» Task details
Without its pictures, the listing below is to be transcribed exactly.

※

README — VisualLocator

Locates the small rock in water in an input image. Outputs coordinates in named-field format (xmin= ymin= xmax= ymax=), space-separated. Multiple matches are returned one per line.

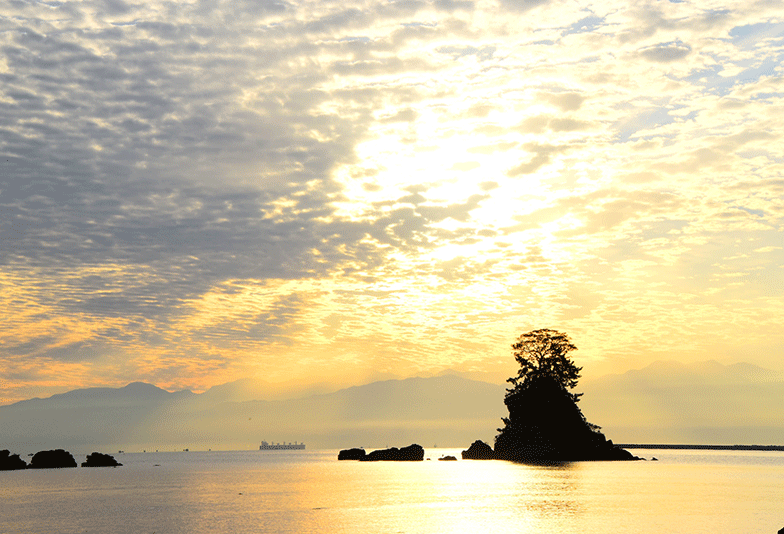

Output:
xmin=461 ymin=440 xmax=495 ymax=460
xmin=337 ymin=448 xmax=366 ymax=460
xmin=360 ymin=444 xmax=425 ymax=461
xmin=0 ymin=450 xmax=27 ymax=471
xmin=82 ymin=452 xmax=122 ymax=467
xmin=29 ymin=449 xmax=77 ymax=469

※

» Response for this exercise
README — VisualLocator

Locates the small rock in water in an input image. Outputs coordinates in named-field format (xmin= ymin= xmax= ymax=), space-separated. Multiple matches are returned one per line.


Output:
xmin=461 ymin=440 xmax=495 ymax=460
xmin=337 ymin=448 xmax=366 ymax=460
xmin=360 ymin=444 xmax=425 ymax=461
xmin=0 ymin=450 xmax=27 ymax=471
xmin=82 ymin=452 xmax=122 ymax=467
xmin=29 ymin=449 xmax=77 ymax=469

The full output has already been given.